AVAILABLE RECORDS:
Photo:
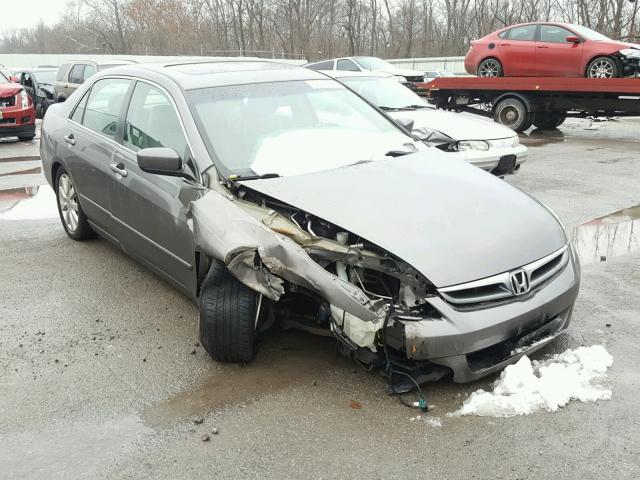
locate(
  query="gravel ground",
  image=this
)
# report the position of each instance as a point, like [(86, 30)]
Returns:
[(101, 375)]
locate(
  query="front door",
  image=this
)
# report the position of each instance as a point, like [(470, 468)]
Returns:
[(518, 51), (151, 210), (557, 57), (90, 145)]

PROBLEM REQUIREMENTS: Copy the data above line for line, leaving out the picture.

RESPONSE:
Photo:
locate(
  query="gravel ground",
  image=this
)
# report the position of each instance as a point, like [(86, 30)]
Returns:
[(101, 375)]
locate(
  query="front door",
  image=this
)
# report the position of each instance as a point, like [(470, 468)]
Returns:
[(518, 51), (151, 210), (557, 57), (90, 145)]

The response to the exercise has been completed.